Your task:
Everything from the line containing "Reviewer note: confirm that every instance of the green stem" to the end of the records must be restated word for word, and nothing else.

Supplied information:

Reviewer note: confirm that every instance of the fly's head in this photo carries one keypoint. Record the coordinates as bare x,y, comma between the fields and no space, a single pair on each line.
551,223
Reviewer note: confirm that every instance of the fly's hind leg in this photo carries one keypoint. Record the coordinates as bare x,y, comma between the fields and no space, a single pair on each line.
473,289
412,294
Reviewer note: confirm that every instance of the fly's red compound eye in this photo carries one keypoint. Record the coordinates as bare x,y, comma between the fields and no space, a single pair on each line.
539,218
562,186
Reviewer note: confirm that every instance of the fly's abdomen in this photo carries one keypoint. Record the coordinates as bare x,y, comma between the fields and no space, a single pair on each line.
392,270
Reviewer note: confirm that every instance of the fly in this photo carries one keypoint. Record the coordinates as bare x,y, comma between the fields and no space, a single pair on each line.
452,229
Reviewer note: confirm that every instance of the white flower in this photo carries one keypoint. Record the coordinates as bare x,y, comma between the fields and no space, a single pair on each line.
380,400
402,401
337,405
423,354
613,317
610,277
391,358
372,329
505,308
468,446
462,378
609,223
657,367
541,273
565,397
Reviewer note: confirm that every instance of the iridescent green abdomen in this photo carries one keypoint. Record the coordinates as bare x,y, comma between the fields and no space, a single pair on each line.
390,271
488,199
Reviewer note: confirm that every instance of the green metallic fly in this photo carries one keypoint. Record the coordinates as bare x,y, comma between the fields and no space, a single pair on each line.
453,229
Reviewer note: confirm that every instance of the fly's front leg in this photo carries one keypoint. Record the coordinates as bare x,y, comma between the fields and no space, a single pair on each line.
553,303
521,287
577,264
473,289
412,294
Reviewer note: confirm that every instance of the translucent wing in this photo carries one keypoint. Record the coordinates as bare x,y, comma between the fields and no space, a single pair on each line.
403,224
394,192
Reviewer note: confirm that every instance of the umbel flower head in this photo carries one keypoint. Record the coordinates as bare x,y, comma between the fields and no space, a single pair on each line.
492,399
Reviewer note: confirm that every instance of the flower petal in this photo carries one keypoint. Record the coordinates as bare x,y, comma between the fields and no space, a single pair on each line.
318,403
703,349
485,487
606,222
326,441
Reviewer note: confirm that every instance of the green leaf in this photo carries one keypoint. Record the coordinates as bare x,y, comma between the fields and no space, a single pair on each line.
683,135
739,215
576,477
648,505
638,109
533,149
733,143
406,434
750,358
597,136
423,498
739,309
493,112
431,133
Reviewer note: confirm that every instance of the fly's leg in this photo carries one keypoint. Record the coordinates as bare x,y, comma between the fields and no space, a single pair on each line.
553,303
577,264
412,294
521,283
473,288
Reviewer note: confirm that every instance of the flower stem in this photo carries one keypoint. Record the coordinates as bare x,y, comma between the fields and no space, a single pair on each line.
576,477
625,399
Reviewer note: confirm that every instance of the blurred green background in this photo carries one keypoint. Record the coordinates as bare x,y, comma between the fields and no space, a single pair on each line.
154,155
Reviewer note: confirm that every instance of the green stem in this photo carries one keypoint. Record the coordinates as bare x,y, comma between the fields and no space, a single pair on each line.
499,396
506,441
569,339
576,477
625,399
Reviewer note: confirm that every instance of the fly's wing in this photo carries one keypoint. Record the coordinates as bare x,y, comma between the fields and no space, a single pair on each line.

Response box:
Reviewer note: confirm that every instance of the green stem in this photo carries one keypoint. Record the coordinates as bare x,y, comma between the fields and no space, a single pair on each line.
499,396
506,441
569,339
576,477
625,399
Reviewer note: confirm that every instance of the fly's wing in this photo carries one keypoint. Record the coordinates as bare x,y, comma between the fields and no space, a single pair on each line.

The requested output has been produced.